Document segment
◆ ◆ ◆ ◆ ◆

“Good” Friday?

As I get older, I am becoming more and more convinced happiness and quality of life is all in the eye of the beholder.  On Friday, I had another example of just how important perspective is when it comes to looking at my day.

I was not having a “good” Friday, regardless of the Christian calendar.  The day began at 3:30 am with a tap and “Daddy, I had a night mare.”  It was the third night in a row I had this wake up call between 3:30 and 4:15.  When my alarm went off at 5:05, I slept right through it until our oldest dog’s kisses woke me.

I made it to work 30 min late after a traffic accident,  I had taken the day before off, and when I got to work I had a half dozen messages about what went wrong while I was out. It turns out there was a reporting error caught at the last possible moment before our data was finalized, but recognition of a problem is not the same as resolving it, and my boss was flying to the other side of the world the next morning needing the results ready for publication.  For added joy, I received a list of what was expected to be done for the job rotation of 2 employees, and it had to be done by close of business on Friday.  By the time I left work, I thought, “Wow, I’m not sure how I made it through today.”

Then on the way home, I got a call from J.  It seems our son started the day with his friend over “making it snow” in our basement by picking all the stuffing our of a couch cushion and throwing it in the air.  After being told in no uncertain terms what a bad idea that was by J, he and his friend went out in our backyard.  There, they proceeded to practice their taekwondo by breaking various parts of the slide and treehouse platform of the swing set.  Needless to say, it will now have to be removed before we move.  In frustration over being yelled at again in front of his friend, he kicked out a support railing on our deck.

◆ ◆ ◆ ◆ ◆

Instructions
A) Answer from the Friday post:
(i) At what time did the "Daddy, I had a night mare" tap come on Friday?
(ii) How late did the writer arrive at work?
(iii) What did the son pick the stuffing out of to make it snow in the basement?
B) Extend the Friday post from its last sentence, the one about the kicked-out deck railing, in the same first-person voice.
The material after the post plays no part here and can be ignored.

◆ ◆ ◆ ◆ ◆

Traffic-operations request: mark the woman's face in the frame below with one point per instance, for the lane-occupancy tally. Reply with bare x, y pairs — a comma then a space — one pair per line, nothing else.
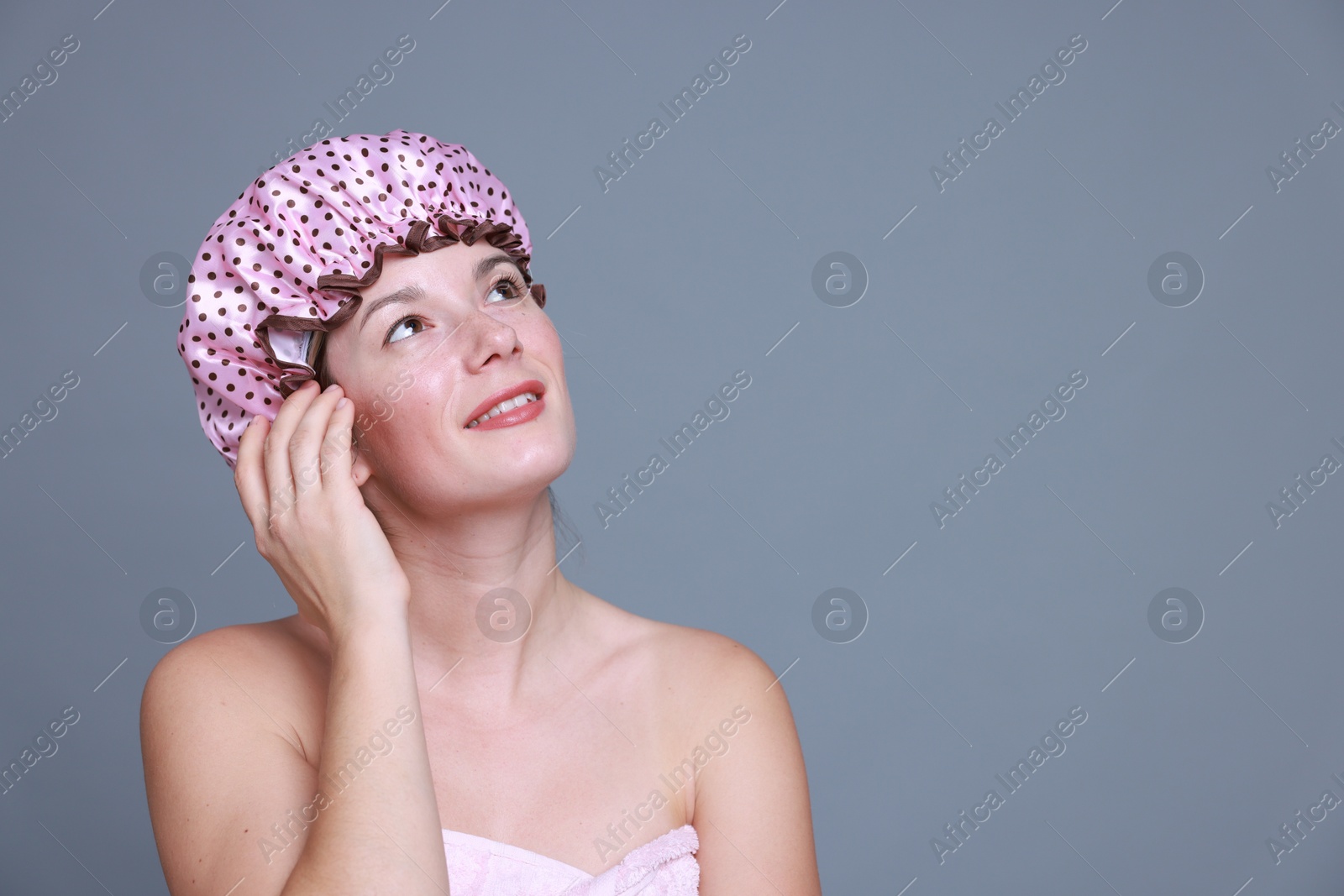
461, 328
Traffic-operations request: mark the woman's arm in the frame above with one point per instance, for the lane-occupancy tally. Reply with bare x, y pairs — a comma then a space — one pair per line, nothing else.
234, 802
752, 809
217, 770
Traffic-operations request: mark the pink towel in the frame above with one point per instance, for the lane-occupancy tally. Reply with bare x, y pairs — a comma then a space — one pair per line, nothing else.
481, 867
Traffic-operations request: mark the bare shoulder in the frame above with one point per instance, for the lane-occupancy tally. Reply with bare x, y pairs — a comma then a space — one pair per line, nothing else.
262, 664
702, 674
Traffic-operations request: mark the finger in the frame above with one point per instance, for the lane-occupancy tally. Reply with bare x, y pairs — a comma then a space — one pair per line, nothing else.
338, 448
306, 443
280, 481
249, 476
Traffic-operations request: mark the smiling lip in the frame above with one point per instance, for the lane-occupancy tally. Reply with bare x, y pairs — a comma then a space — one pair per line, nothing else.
514, 416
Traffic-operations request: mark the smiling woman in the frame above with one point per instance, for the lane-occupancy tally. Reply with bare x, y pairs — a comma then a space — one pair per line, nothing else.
421, 557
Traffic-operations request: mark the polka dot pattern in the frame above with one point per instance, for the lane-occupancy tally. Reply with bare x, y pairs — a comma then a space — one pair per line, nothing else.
289, 257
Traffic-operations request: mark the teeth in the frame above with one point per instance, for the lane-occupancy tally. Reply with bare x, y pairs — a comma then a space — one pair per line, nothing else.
507, 405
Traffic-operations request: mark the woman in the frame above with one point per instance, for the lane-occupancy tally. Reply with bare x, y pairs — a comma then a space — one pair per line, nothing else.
445, 707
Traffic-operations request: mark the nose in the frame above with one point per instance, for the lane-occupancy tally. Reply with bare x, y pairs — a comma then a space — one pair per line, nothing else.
490, 338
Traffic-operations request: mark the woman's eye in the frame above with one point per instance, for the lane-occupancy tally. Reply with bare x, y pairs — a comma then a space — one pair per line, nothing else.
398, 333
511, 291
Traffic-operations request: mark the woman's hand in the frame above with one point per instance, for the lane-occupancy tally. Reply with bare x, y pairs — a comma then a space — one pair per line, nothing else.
309, 517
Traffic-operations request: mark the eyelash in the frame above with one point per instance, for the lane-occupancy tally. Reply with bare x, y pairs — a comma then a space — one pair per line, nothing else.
512, 280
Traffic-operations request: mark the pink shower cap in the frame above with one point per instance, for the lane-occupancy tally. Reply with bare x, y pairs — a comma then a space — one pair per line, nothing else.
286, 261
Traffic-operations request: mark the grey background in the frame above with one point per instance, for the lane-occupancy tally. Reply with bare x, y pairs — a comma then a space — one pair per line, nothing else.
696, 264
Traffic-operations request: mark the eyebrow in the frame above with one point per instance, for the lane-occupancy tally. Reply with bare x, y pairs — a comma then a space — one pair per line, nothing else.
413, 293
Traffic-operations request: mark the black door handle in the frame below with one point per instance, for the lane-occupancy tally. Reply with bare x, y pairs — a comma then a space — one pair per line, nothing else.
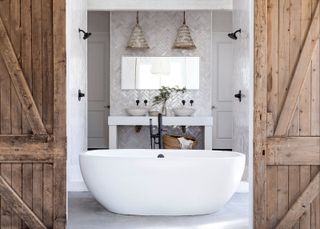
80, 95
239, 96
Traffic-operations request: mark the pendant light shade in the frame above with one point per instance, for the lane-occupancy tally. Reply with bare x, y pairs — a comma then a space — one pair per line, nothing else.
137, 39
184, 39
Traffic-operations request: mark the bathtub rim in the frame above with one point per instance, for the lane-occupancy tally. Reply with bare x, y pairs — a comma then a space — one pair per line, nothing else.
103, 153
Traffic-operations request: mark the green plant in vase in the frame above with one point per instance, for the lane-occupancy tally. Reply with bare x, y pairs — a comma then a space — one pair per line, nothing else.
164, 95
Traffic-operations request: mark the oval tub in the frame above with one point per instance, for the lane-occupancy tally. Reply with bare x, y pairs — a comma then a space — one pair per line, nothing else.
137, 182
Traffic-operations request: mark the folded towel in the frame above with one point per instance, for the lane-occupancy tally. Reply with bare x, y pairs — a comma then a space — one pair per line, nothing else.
185, 143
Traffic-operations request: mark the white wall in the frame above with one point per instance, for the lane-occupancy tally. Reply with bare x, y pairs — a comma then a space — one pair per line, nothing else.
160, 30
242, 78
76, 79
243, 17
159, 5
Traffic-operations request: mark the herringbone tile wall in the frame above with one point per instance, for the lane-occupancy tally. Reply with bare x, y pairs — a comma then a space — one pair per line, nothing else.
160, 30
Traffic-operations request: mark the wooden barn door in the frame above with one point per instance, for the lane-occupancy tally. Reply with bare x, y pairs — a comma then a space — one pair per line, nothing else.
32, 114
287, 114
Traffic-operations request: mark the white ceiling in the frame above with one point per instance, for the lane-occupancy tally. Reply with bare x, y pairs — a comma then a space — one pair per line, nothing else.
114, 5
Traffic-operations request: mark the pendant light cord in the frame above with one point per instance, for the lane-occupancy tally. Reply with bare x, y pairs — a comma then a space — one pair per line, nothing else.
137, 17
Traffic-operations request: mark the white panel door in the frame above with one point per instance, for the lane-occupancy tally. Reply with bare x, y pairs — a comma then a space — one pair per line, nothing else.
222, 95
98, 90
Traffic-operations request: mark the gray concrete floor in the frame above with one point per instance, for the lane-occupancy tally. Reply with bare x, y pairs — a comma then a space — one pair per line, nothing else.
84, 212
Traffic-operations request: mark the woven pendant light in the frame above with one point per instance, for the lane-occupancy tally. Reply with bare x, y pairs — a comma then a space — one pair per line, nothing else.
137, 39
184, 39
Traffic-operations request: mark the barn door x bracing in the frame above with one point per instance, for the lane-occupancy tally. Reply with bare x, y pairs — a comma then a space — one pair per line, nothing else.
287, 114
32, 114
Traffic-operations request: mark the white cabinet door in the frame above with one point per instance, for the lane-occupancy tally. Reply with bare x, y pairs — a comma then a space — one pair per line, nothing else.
222, 93
98, 90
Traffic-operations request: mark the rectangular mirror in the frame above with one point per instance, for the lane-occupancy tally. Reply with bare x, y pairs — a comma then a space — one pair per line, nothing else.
153, 72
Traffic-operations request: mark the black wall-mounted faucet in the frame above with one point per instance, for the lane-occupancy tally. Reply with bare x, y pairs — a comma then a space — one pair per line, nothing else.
156, 139
80, 95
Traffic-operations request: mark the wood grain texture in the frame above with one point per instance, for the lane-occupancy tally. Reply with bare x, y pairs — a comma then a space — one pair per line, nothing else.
292, 157
32, 114
19, 206
260, 114
298, 208
299, 76
19, 82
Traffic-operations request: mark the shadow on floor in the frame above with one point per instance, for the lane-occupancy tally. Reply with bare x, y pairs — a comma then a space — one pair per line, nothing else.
84, 212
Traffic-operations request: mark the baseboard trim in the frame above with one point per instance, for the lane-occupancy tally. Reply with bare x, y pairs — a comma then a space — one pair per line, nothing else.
77, 186
243, 187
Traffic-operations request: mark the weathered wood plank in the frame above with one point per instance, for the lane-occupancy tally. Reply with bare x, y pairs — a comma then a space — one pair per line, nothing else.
299, 207
272, 196
47, 62
48, 193
5, 89
59, 129
17, 187
283, 190
298, 77
15, 35
273, 60
37, 190
6, 212
19, 82
260, 113
27, 187
17, 204
59, 194
26, 54
305, 180
293, 151
36, 28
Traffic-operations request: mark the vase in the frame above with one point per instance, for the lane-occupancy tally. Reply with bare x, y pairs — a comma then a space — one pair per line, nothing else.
164, 109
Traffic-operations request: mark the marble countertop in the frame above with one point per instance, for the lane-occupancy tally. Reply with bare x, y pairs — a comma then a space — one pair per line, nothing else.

◆ ◆ ◆ ◆ ◆

Answers given
A)
(i) 3:30 am
(ii) 30 minutes
(iii) A couch cushion

B)
Listening to J recount all of this, I realized no matter how much my head hurt from frustrations I had at work, I wasn’t going to place any higher than third on the worst day in the family competition.  As I sat down to dinner with K screaming her head off and J bemoaning how miserable K had been without a nap, I came to realize I might have had the best day in our household.

A couple of hours later, the kids were in bed, the dogs were walked, and I was sitting down watching some TV.  Our family still had 5 people and 5 dogs (with the possibility of the last number going mercifully down in the near future).  We still had a good safe home, and I was still going crash next to my wonderful wife.

Yes, Friday was “good” enough for me.  It’s all about perspective.  Nothing in my day had changed, but I got to realize how “bad” it really was, and it wasn’t very bad at all.  When Sat. came around I got to hear stories from J after she ran a color 5k race where she was pelted by colors.  Of course she came out of it looking great .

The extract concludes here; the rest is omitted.